(Excerpts of the pointing data)
────────
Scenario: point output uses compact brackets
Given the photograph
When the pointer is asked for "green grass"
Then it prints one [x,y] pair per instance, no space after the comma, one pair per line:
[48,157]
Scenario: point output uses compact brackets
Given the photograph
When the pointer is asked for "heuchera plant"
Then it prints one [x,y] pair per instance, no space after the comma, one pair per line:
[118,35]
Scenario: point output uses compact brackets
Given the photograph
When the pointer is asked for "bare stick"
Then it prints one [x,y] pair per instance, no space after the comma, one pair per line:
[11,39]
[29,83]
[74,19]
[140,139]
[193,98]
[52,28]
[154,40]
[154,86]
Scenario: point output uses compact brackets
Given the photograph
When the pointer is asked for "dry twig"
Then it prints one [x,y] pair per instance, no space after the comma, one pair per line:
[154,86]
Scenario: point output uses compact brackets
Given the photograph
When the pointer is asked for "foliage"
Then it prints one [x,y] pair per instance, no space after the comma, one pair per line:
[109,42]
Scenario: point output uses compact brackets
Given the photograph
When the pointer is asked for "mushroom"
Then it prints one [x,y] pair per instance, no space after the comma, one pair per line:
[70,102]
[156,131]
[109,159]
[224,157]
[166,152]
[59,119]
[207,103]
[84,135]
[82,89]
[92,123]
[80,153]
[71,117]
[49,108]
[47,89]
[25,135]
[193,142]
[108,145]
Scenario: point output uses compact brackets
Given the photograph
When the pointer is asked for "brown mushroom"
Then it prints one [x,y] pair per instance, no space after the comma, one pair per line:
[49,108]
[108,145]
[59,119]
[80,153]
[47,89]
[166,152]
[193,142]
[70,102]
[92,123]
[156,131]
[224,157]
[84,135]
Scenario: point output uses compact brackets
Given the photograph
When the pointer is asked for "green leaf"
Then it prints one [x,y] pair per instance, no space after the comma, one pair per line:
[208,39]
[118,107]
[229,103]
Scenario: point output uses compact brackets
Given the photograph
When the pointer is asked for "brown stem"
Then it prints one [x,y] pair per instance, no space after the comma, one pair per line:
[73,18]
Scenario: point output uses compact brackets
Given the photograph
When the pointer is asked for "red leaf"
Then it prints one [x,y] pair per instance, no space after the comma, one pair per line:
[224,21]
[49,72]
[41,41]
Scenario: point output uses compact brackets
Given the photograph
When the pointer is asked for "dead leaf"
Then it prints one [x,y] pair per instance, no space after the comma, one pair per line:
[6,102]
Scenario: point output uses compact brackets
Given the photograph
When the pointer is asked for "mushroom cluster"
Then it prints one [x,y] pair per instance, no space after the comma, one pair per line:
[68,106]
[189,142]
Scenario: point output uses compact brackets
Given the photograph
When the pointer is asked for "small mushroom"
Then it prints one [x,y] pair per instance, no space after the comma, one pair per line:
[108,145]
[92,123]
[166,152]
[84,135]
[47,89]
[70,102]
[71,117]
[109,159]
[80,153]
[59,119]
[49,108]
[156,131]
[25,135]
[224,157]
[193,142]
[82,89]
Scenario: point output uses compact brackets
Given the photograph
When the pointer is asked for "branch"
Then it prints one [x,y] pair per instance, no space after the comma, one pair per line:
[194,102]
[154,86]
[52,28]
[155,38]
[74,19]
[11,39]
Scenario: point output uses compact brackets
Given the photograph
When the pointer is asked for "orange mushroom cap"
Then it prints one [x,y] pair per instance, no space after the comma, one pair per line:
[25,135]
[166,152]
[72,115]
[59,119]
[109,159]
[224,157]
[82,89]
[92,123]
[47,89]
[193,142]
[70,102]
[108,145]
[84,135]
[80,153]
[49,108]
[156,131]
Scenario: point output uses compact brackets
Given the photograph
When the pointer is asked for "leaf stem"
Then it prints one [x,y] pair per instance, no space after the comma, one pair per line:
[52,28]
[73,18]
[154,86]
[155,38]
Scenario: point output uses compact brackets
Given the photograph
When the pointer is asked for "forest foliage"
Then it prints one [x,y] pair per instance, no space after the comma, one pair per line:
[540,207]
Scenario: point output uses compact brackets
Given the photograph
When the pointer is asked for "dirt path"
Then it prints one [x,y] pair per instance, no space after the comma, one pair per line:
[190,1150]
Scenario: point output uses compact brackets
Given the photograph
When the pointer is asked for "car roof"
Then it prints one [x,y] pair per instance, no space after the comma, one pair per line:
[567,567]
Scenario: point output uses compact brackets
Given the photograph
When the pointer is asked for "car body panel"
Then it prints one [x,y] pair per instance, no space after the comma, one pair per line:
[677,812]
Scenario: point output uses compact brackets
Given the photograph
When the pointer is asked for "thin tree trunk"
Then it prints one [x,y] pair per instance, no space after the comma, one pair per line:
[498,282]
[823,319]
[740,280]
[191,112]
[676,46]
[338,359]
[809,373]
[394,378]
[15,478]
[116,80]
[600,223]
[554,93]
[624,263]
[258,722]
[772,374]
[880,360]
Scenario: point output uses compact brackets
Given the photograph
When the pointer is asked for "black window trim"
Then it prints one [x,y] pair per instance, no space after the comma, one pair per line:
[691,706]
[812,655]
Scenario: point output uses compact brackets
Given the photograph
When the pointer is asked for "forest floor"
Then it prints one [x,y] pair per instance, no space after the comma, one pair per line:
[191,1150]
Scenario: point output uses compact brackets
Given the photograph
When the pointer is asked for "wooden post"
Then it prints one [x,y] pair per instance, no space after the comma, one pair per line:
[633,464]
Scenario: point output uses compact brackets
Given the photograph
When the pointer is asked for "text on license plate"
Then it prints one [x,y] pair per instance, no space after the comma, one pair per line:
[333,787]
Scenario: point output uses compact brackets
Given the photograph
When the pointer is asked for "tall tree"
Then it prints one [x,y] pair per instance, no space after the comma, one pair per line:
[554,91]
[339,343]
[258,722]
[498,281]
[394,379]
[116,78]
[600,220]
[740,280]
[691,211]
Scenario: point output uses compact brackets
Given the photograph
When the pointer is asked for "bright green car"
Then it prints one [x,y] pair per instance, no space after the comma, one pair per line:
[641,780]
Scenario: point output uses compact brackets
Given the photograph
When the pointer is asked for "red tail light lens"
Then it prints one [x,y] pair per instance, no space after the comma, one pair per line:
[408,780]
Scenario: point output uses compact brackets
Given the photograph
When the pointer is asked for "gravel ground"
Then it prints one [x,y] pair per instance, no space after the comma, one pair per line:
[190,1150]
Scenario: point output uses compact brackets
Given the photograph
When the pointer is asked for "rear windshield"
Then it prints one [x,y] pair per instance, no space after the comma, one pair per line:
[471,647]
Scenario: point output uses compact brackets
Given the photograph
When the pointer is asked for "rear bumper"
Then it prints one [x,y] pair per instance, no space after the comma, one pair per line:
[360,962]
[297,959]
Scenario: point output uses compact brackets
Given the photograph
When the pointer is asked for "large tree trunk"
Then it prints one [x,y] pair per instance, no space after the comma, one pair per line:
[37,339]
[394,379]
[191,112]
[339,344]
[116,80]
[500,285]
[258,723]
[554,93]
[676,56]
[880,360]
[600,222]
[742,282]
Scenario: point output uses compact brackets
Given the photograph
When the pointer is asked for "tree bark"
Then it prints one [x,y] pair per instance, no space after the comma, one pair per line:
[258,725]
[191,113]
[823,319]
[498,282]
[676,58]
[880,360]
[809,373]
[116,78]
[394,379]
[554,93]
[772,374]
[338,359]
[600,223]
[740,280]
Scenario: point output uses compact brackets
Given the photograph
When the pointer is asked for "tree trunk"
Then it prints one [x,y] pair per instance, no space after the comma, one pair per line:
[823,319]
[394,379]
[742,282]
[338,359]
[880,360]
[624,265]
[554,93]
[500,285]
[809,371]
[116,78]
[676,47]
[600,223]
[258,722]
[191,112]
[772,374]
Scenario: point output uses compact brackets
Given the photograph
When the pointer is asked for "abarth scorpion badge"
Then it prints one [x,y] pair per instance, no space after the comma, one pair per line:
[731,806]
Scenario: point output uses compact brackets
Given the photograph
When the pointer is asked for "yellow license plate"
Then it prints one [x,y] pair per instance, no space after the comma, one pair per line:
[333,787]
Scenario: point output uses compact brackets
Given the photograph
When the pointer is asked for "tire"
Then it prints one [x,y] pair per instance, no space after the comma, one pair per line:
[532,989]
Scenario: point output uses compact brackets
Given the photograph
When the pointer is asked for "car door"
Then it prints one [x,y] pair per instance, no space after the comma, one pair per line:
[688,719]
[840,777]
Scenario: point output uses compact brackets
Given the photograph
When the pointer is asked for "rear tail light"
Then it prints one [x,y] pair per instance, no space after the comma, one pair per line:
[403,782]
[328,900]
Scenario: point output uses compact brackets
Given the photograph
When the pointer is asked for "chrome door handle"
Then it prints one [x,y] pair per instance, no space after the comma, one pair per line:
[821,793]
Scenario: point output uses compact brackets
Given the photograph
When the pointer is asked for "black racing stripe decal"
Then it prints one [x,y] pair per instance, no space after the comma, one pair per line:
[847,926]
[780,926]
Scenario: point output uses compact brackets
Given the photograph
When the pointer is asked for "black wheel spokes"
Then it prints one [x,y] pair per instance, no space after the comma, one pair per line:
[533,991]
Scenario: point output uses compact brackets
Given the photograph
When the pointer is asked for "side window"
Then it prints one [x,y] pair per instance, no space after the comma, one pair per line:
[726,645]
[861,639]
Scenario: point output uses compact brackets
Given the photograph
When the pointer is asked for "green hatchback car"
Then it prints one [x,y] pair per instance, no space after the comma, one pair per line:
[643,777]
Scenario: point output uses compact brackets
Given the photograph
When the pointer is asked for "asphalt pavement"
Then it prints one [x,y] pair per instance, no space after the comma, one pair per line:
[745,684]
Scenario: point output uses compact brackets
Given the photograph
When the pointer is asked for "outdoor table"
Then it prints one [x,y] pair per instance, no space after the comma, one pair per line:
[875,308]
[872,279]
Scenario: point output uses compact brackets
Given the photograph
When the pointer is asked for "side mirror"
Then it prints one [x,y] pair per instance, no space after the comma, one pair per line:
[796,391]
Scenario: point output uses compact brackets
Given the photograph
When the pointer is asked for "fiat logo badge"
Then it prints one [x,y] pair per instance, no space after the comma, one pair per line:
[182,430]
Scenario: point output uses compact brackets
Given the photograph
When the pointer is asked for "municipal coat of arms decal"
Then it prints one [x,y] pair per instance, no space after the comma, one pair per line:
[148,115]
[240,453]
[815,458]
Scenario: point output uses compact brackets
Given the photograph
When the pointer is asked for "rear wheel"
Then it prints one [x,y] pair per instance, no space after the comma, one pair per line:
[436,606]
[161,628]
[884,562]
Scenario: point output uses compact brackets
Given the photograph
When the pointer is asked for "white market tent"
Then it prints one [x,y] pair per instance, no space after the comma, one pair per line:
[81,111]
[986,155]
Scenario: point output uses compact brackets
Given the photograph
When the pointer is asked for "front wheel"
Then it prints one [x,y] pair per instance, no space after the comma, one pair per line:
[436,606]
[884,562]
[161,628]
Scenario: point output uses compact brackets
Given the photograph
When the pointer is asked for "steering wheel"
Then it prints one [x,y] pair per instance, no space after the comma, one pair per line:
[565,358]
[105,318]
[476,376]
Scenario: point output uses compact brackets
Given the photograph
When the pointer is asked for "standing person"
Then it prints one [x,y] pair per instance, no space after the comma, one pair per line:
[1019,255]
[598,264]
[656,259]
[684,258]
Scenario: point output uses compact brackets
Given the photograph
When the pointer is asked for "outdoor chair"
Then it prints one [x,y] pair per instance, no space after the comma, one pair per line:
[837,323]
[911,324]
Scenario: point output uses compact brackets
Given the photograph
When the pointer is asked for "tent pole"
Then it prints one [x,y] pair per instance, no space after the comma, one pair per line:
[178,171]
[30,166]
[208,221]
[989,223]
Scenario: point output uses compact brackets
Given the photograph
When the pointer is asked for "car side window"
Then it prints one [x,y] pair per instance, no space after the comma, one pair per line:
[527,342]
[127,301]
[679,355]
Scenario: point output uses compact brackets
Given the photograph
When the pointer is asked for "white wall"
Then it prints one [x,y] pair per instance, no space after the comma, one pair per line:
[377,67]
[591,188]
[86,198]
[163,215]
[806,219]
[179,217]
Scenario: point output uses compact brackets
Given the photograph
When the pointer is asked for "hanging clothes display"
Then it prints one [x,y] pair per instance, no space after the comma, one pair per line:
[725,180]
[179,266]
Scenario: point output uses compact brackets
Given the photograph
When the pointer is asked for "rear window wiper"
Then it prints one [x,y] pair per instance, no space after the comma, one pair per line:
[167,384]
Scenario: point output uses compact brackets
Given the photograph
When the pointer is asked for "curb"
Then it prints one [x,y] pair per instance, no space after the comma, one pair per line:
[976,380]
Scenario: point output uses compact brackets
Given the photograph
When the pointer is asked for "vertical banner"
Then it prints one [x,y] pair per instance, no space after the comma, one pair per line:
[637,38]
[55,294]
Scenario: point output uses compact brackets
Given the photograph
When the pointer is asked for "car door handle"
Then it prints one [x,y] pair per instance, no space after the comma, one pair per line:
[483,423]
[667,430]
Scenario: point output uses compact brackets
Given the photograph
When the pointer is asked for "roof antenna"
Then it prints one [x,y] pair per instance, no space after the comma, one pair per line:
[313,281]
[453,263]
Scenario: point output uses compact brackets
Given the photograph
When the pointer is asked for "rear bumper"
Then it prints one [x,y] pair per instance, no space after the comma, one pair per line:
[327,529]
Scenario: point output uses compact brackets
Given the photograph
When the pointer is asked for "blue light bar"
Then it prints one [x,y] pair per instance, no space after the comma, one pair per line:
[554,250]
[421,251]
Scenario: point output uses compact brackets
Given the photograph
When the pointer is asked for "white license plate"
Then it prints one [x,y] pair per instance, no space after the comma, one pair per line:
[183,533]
────────
EXERCISE OBJECTIVE: Find every line of the listing that contains the string "outdoor" and copy each one. Matching is case-sensitive.

EXERCISE OUTPUT:
When the pointer is asked for "outdoor table"
When the pointer is asked for "outdoor chair"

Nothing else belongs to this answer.